-- begin --

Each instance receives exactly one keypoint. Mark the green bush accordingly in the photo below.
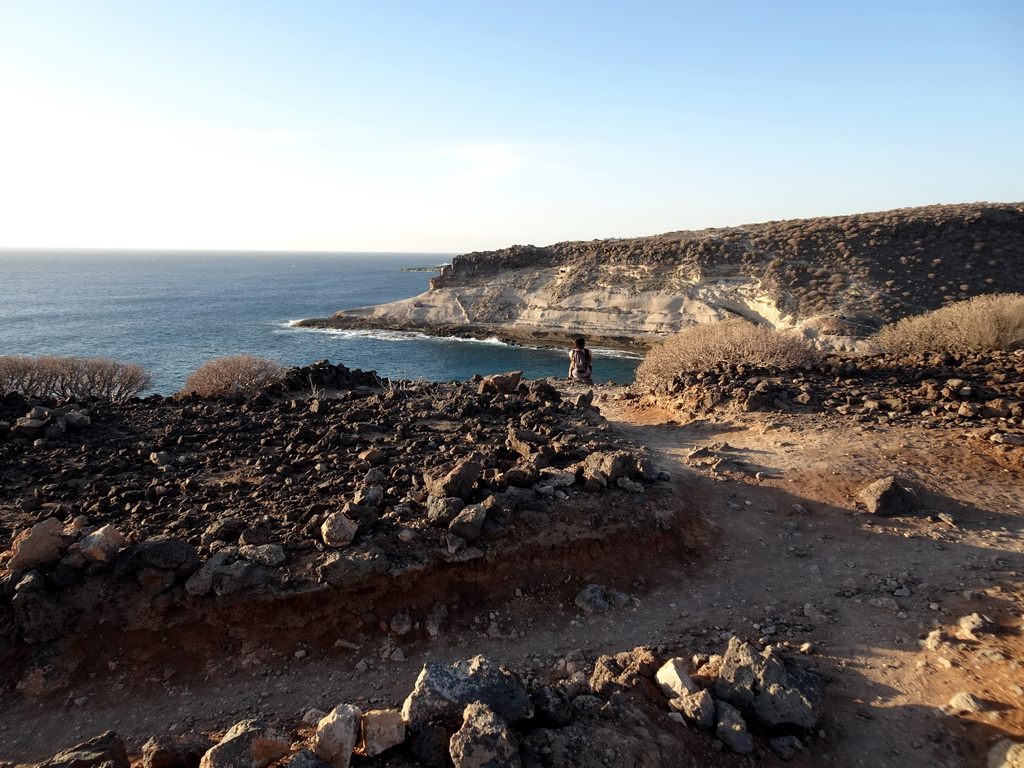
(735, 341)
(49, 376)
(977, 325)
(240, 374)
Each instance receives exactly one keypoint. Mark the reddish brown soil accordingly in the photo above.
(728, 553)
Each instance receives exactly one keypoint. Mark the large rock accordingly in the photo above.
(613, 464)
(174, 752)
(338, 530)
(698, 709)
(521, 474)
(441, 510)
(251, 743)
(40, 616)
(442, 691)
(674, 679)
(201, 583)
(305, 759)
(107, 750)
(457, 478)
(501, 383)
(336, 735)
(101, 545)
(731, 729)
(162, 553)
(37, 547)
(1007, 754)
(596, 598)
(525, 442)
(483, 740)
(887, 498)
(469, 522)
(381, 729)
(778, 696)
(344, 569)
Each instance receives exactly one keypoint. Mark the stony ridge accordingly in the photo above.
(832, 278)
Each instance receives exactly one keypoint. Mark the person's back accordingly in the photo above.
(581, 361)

-- end --
-- begin --

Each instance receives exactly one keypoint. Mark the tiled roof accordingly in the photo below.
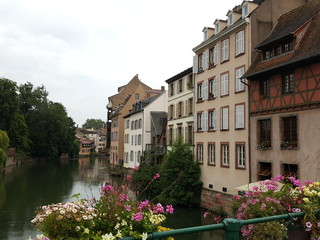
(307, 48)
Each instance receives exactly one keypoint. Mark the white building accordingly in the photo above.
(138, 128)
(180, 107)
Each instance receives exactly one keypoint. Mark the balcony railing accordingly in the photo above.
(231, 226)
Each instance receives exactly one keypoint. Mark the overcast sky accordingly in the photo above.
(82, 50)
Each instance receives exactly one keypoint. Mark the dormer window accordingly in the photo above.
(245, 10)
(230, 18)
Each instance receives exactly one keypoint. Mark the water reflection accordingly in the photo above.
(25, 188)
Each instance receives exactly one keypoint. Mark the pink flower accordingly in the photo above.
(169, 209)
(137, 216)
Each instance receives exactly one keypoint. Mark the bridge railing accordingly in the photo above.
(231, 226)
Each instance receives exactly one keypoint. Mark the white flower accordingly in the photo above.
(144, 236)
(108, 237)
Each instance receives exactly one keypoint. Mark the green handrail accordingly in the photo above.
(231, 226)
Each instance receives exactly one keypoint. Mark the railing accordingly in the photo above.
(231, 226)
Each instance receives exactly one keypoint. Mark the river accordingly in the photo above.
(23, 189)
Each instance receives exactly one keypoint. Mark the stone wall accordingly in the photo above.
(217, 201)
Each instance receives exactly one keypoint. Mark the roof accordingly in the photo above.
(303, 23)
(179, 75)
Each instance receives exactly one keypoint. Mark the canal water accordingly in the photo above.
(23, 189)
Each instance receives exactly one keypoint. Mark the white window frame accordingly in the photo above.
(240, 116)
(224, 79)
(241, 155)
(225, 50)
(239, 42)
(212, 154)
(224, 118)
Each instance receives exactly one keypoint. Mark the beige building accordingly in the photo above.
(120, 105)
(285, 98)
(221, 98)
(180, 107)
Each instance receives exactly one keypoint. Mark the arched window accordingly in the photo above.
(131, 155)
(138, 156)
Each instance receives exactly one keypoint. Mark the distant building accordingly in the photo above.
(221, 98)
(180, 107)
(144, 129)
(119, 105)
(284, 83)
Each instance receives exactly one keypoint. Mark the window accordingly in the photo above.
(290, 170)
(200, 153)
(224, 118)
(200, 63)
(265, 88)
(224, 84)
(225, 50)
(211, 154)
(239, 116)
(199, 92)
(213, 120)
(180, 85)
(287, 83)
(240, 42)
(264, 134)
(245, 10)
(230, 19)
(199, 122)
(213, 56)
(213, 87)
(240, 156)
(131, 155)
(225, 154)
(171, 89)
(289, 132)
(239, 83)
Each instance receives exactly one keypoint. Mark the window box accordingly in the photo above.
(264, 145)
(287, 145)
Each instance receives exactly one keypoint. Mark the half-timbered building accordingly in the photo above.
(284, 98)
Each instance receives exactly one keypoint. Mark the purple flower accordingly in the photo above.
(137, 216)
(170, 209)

-- end --

What you need to do –
Find every line in the rows above that contains the word "below", matching case exactly, and copy each of those lines in full.

Correct output –
Each instance receives exactly one keypoint. Mark the green bush accordingly in the photo below.
Each instance receives exactly one keypoint. Mark the tiled roof accordingly in the photo below.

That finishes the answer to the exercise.